**ZITIERTER TEXT**:
######

Die Montessori-Pädagogik ist eine Pädagogik, die vom Kinde ausgeht. Das Kind wird von seiner Geburt an als eigenständiges Wesen betrachtet, dessen Aufgabe es ist, sich selbst zu entwickeln bzw. zu erschaffen. Hierfür dient ihm der ‚immanente Bauplan’, den bereits jedes Neugeborene enthält. Laut Maria Montessori ist das Neubegeborene mit einem ‚geistigen Embryo’ zu vergleichen, der sich nur noch entwickeln muss. Eine innere Antriebskraft lässt das Kind vom Zeitpunkt seiner Geburt an in der Entwicklung voranschreiten. Zuerst erschließt es sich die Welt mittels des ‚absorbierenden Geistes’. Hierfür sind keine bewussten Anstrengungen des Kindes nötig, sondern es absorbiert bzw. verinnerlicht die Eindrücke aus seiner Umgebung, indem es lebt. Alle menschlichen Funktionen entwickeln sich aufgrund von Aktivität. Greifen durch Greifen, Sprechen lernen wir durch Sprechen und Laufen durch Laufen usw. Selbsttätigkeit und Bewegung haben daher grundlegende Bedeutung für die physische und psychische Entwicklung, für Willen, Charakter sowie für Unabhängigkeit und Selbstständigkeit des Menschen. Die handelnde Bewegung ist somit ein wesentlicher Faktor zum Aufbau sämtlicher Fähigkeiten. Die kindliche Auseinandersetzung mit der Umwelt erfolgt fast ausschließlich durch Bewegung. Die Forderung Maria Montessoris nach Bewegung, Eigenaktivität und des Beherrschens des eigenen Selbst des Kindes zielt auf ihre gesamte Pädagogik. Dabei ist laute Aktivität, die sich nur um der Bewegung willen produziert und keinen Widerhall in der räumlich-gegenständlichen Umgebung findet, nicht das, was sie anstrebt. Jedes Handeln soll sinnvoll und in das Leben des Kindes einbezogen sein. Die Freiheit des Kindes, seinem Bewegungsdrang nachzugeben, soll nicht mit Lärm und Chaos verbunden sein. Im Gegenteil: Maria Montessori beobachtet, dass Kinder, die sich einer freien Arbeit zuwenden und diese selbsttätig durchführen, zu ruhiger Aktivität, Sammlung und Konzentration fähig sind.

######

**AUFGABEN**:
1. Womit vergleicht Maria Montessori laut dem Text zur Montessori-Pädagogik das Neugeborene?
2. Führe den Text zur Montessori-Pädagogik im Anschluss an seinen letzten Satz weiter.

Einträge der Sammlung
######

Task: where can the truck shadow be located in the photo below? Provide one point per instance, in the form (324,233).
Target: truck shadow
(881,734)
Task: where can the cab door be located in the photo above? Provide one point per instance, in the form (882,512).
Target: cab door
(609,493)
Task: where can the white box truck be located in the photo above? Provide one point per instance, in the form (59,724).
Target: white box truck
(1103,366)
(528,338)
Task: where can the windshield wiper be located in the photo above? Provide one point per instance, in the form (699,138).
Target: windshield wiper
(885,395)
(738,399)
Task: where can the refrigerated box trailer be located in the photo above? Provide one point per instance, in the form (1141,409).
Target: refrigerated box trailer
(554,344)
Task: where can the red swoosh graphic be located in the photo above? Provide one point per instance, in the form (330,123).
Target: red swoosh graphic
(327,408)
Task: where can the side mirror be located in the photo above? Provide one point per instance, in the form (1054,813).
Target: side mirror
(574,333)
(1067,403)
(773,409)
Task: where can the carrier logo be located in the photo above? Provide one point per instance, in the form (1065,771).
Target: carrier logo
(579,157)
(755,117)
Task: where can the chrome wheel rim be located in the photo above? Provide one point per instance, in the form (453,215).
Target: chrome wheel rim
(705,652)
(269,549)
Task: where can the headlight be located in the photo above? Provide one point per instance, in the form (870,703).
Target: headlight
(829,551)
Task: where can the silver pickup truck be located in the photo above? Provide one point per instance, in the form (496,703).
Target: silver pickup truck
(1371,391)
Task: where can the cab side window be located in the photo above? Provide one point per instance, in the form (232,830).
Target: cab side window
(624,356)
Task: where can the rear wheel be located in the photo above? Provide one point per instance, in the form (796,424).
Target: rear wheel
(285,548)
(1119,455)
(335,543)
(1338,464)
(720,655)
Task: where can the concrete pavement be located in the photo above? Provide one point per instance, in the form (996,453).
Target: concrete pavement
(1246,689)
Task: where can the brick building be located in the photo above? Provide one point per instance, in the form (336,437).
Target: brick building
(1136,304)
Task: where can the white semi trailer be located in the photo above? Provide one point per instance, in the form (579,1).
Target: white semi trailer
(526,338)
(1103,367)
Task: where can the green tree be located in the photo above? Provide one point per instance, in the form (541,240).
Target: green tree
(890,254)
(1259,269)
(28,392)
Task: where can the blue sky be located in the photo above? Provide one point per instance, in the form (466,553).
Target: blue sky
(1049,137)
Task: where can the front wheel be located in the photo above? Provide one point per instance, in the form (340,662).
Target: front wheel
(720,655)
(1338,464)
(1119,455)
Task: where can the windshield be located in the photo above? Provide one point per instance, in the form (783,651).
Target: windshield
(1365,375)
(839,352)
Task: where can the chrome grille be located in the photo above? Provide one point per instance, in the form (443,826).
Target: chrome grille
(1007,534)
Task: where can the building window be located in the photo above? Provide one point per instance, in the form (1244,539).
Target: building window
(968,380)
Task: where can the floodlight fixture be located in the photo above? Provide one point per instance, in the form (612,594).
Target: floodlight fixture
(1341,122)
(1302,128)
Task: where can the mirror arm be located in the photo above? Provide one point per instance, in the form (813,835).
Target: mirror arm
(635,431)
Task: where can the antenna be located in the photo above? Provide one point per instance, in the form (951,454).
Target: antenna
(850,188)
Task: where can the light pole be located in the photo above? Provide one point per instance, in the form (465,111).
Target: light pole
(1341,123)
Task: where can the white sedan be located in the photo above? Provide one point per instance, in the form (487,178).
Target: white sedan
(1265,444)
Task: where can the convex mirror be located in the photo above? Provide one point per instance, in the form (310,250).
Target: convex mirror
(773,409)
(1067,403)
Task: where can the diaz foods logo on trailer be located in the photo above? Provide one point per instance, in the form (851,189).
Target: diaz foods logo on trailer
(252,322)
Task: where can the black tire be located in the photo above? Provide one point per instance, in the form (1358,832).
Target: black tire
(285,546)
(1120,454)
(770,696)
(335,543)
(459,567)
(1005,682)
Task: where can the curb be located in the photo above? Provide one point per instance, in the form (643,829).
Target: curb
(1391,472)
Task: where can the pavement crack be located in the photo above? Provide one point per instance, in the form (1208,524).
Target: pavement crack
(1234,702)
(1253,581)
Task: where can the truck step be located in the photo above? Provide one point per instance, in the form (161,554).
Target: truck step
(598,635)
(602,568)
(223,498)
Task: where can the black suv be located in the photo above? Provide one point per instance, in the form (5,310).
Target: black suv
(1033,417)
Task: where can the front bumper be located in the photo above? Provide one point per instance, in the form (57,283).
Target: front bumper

######

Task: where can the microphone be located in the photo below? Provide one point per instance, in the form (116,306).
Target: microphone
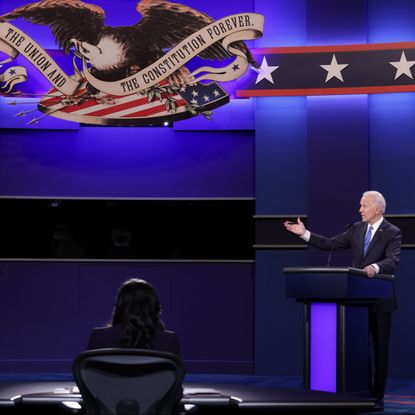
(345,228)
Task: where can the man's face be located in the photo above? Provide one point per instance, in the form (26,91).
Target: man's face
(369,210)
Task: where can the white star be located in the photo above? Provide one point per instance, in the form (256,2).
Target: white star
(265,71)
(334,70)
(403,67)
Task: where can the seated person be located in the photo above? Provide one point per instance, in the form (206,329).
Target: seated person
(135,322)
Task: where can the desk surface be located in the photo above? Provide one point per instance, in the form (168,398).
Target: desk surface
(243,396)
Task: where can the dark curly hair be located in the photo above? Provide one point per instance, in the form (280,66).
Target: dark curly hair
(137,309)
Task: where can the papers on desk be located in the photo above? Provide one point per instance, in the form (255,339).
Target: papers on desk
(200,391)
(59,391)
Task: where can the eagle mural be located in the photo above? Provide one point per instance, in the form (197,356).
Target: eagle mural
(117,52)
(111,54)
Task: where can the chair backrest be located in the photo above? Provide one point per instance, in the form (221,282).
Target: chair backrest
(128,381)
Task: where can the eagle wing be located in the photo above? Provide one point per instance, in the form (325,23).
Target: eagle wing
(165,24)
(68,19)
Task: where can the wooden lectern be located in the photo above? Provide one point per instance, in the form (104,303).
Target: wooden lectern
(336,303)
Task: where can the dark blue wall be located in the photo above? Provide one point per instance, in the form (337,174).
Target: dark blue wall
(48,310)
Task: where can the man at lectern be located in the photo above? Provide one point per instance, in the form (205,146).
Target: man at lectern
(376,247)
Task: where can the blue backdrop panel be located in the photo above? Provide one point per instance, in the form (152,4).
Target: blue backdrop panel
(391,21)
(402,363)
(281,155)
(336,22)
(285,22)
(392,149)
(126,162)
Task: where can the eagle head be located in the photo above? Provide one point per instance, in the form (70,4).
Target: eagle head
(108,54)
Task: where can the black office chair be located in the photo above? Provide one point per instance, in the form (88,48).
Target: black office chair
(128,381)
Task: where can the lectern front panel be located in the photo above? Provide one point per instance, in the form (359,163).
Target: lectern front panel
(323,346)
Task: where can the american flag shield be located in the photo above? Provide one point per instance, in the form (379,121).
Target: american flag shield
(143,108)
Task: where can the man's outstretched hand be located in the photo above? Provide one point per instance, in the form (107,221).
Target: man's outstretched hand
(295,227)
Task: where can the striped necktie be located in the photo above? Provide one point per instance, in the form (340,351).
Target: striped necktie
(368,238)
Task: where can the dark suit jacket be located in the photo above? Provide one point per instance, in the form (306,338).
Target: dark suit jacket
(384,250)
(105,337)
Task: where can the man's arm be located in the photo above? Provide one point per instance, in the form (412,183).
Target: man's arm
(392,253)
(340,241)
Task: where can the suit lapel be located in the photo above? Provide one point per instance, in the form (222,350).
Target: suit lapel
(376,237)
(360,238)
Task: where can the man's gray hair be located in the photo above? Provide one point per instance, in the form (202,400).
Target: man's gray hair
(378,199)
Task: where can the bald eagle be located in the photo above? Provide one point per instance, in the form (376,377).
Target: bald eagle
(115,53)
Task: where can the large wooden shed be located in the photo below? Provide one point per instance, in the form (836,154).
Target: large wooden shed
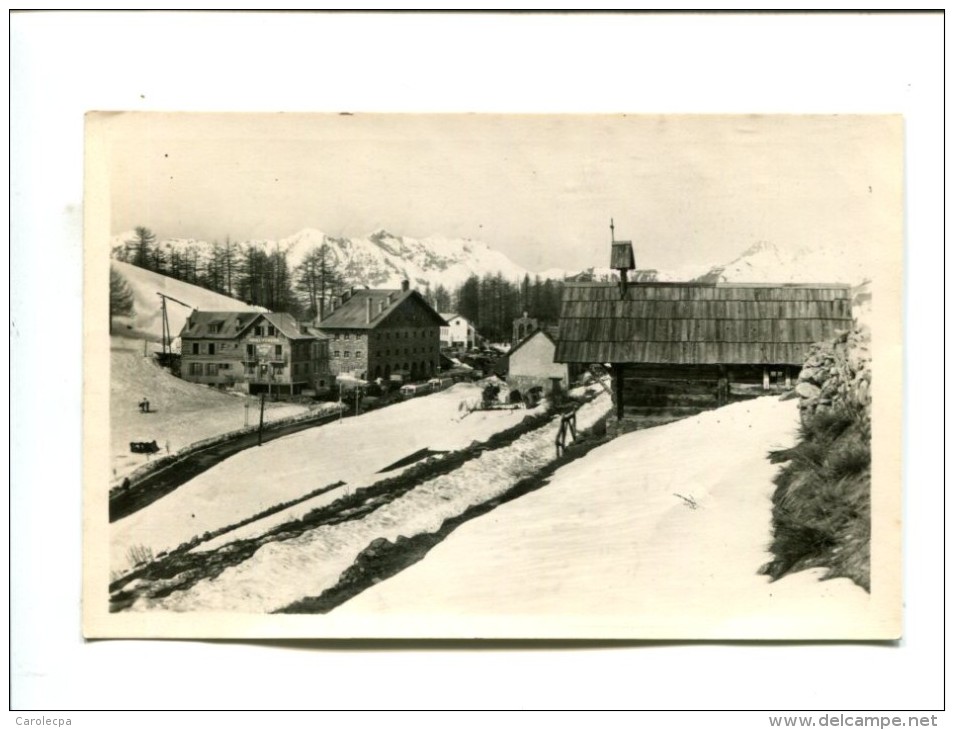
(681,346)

######

**LÖSUNGEN ZUR ÜBUNG**:
1. Mit einem ‚geistigen Embryo’, der sich nur noch entwickeln muss.

2.
In ihrem 1916 erschienenen Buch "L' Autoeducazione ..." wirft Maria Montessori einen kritischen Blick auf die herkömmliche Erziehungspraxis: Während sich der (herkömmliche) Lehrer als ‚Schöpfer des kindlichen Geistes’ versteht, bedeutet Bildung im Sinne Maria Montessoris ‚Selbstschöpfung’. In der Auseinandersetzung mit J. F. Herbart verweist sie auf die Problematik ‚des Bewirkens des Interesses und der Aufmerksamkeit’.[40]
"Das Kind verfügt über andere Kräfte, und die Schöpfung, die es vollbringt, ist keine Kleinigkeit: die Schöpfung des Ganzen. Es schafft nicht nur Sprache, sondern formt auch die Organe, die es ihm ermöglichen zu sprechen. Jede körperliche Bewegung, jedes Element unserer Intelligenz, alles, womit das menschliche Individuum ausgestattet ist, wird vom Kind geschaffen" (MONTESSORI 1972, S. 21).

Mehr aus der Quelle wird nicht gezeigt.